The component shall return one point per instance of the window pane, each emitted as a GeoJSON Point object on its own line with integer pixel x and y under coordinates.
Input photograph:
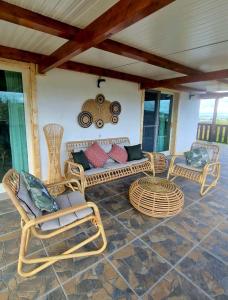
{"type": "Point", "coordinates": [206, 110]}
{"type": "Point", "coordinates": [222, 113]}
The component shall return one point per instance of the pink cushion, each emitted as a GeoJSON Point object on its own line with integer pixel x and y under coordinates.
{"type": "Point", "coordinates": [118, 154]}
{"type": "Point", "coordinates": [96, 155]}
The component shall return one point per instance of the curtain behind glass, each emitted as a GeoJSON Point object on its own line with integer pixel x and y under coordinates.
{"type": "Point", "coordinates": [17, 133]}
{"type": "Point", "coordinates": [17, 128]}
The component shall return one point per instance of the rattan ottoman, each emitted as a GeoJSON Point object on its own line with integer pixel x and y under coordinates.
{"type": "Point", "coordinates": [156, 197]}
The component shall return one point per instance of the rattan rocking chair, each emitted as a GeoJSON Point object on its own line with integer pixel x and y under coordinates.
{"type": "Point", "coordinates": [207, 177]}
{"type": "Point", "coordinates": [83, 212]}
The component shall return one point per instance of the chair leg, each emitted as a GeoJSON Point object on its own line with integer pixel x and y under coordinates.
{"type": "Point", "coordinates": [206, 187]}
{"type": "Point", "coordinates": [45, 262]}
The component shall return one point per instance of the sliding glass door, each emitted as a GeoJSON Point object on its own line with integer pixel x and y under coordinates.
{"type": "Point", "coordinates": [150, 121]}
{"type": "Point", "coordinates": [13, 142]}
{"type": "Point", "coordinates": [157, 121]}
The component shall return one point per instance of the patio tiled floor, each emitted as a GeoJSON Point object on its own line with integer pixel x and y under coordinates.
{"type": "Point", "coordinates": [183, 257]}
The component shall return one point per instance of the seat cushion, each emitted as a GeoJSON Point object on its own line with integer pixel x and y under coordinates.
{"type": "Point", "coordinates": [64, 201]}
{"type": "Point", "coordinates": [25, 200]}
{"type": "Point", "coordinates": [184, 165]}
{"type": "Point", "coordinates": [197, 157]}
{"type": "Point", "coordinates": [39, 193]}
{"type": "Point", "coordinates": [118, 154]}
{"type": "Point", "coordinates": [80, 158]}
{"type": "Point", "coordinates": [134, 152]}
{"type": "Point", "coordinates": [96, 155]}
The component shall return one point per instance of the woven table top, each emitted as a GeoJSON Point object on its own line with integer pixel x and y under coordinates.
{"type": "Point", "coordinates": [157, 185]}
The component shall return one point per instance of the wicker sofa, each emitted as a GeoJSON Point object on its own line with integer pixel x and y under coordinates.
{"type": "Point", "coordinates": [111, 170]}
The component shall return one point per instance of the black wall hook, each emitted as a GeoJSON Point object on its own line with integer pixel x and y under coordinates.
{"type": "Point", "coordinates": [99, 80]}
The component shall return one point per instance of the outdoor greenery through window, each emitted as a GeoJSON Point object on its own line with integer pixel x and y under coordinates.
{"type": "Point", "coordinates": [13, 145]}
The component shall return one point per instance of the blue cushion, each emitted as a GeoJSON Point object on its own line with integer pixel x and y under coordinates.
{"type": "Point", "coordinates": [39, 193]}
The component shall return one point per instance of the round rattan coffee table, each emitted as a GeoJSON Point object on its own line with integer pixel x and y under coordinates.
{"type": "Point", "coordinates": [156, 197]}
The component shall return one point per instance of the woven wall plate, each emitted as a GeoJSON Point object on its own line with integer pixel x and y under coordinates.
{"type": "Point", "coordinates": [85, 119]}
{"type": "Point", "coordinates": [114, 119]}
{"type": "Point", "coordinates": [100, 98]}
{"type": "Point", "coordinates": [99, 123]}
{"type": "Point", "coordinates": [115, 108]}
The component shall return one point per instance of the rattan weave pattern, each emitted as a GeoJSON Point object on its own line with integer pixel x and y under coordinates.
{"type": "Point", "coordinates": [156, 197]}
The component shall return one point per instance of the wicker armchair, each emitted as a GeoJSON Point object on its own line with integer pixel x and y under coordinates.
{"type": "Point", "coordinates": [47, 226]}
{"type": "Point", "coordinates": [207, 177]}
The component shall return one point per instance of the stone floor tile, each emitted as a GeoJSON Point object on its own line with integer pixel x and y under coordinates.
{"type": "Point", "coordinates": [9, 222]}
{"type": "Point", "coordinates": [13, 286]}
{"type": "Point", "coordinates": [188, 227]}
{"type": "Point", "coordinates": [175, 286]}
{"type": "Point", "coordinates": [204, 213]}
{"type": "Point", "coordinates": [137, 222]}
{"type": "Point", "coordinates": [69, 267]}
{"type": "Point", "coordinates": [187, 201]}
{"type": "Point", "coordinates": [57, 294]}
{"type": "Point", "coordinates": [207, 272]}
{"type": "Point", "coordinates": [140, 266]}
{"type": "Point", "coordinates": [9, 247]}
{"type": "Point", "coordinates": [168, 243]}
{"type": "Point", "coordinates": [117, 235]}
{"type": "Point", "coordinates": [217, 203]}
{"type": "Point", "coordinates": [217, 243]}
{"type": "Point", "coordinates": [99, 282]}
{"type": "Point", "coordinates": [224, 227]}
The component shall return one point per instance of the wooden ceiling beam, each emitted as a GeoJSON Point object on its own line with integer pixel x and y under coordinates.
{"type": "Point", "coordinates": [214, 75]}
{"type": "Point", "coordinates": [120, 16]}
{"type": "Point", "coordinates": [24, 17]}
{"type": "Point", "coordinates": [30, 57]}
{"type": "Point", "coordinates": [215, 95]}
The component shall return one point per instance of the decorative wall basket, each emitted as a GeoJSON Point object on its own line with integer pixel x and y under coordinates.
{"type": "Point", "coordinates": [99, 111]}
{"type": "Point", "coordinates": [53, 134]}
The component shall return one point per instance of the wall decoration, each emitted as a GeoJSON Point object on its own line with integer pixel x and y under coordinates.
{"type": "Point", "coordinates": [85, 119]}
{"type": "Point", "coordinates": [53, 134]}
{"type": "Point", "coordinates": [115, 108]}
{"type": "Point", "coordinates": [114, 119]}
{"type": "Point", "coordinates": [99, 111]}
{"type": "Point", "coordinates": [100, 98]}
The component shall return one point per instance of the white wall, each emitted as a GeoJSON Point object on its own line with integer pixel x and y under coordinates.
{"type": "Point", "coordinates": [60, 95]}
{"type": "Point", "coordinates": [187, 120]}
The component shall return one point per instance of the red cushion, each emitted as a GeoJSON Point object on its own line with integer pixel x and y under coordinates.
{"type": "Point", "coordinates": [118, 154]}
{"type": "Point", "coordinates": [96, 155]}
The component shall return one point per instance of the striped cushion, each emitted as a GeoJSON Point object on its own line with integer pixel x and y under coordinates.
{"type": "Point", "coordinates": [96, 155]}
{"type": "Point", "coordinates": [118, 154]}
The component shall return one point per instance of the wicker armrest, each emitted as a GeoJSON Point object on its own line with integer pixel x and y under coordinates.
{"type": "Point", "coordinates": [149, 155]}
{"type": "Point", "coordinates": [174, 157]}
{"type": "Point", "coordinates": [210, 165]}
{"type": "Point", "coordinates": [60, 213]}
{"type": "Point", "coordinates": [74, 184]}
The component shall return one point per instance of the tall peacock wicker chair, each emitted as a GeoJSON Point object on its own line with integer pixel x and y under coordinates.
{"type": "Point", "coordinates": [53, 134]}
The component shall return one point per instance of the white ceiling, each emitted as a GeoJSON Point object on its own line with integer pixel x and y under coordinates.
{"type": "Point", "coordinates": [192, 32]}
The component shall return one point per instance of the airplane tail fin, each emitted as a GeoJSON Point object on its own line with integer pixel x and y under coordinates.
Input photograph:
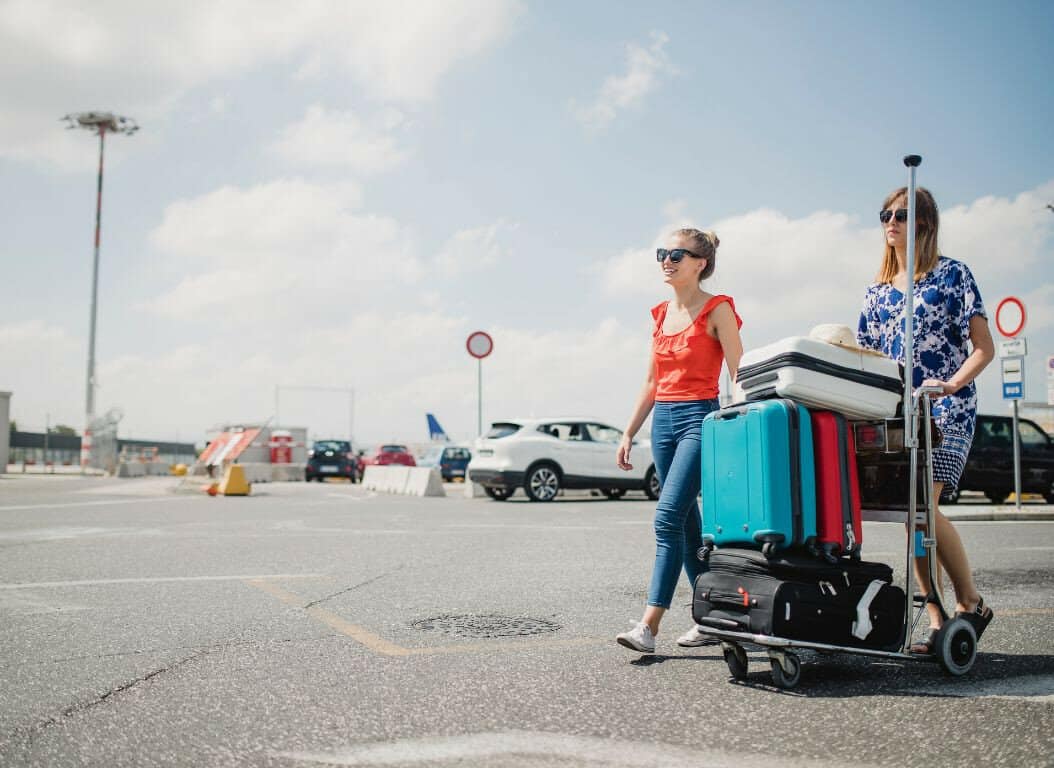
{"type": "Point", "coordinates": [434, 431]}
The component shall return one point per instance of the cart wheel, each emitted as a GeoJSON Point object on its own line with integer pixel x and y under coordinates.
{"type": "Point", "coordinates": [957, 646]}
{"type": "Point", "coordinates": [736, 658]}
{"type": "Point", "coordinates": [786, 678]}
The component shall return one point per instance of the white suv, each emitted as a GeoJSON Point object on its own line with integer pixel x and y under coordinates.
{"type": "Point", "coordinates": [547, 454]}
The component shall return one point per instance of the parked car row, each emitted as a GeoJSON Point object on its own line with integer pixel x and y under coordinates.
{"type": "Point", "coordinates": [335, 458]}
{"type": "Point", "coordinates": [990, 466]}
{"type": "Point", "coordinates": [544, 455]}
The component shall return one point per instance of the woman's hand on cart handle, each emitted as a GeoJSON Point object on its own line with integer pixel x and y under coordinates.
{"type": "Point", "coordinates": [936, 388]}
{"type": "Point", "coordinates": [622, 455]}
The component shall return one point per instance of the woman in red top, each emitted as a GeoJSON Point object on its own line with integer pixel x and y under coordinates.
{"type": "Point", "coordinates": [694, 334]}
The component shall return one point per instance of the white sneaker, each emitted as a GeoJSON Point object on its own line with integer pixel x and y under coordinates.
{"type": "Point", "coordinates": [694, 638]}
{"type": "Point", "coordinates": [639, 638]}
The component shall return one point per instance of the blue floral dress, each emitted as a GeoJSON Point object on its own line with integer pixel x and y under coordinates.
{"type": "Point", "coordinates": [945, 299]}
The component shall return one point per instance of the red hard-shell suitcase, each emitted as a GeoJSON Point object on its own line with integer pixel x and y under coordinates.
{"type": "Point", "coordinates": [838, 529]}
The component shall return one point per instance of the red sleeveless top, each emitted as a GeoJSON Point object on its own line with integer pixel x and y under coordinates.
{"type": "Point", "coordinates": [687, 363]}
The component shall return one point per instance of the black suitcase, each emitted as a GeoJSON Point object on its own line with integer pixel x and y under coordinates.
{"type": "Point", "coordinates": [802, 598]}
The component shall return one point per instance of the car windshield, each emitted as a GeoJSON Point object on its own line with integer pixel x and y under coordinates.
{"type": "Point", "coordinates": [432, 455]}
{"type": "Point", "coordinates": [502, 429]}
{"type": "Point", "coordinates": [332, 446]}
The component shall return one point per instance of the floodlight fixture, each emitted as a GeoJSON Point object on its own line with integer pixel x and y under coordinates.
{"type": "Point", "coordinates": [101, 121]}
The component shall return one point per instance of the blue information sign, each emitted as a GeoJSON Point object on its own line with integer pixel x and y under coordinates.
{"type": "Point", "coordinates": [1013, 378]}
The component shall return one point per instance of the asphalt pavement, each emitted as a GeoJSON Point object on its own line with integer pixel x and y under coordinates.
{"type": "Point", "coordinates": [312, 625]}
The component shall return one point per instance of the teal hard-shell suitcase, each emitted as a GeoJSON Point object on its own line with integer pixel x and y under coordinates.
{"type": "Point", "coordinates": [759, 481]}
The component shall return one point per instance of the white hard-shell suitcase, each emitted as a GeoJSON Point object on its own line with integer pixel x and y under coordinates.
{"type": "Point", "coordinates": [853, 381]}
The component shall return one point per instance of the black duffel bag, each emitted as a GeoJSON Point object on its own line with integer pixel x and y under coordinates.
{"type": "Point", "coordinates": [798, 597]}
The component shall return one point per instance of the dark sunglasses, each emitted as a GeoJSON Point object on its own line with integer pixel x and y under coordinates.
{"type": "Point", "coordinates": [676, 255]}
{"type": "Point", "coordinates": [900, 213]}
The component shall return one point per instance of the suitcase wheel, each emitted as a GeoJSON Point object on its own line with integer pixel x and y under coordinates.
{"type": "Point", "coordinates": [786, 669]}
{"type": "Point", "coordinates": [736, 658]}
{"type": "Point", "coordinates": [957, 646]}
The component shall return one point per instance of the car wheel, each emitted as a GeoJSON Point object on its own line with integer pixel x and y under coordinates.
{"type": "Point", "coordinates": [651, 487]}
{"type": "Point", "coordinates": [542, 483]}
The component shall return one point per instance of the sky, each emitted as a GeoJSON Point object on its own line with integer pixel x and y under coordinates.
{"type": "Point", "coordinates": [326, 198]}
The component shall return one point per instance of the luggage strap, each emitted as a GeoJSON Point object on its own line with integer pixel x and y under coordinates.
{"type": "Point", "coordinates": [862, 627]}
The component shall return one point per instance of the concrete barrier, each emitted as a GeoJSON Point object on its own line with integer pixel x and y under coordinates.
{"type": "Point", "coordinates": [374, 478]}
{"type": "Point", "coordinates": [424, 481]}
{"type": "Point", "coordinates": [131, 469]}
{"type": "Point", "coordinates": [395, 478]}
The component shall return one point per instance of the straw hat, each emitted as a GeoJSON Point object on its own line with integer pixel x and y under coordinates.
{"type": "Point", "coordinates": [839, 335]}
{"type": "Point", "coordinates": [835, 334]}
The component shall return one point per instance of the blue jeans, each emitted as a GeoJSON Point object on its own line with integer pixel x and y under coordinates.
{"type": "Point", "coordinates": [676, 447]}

*PROBLEM TO WORK ON:* Find the line with "The component shall return one point per instance of the luggage" in the listing above, then write out that line and each remaining line exactly, with no other text.

*PROBLEM SOLUTION:*
The component shall return one point per instance of the luggage strap, each emitted as a GeoJSON Point object on its own line with integer pixel x and y under coordinates.
{"type": "Point", "coordinates": [862, 627]}
The component shall return one point per instance of the concrete barrier, each emitted as a GeoJSON Point object on its own line with integer pixel x and y under coordinates.
{"type": "Point", "coordinates": [374, 478]}
{"type": "Point", "coordinates": [424, 481]}
{"type": "Point", "coordinates": [131, 469]}
{"type": "Point", "coordinates": [395, 478]}
The component shall return one point per instance of the straw hat, each emitted as a GeoJSON Point object on its own line with integer pixel x and y under coordinates.
{"type": "Point", "coordinates": [839, 335]}
{"type": "Point", "coordinates": [835, 334]}
The component shall return one point per instance of the blue jeans, each emitted as a GeoJSON Point object on its own line with integer pixel x and y under coordinates.
{"type": "Point", "coordinates": [676, 447]}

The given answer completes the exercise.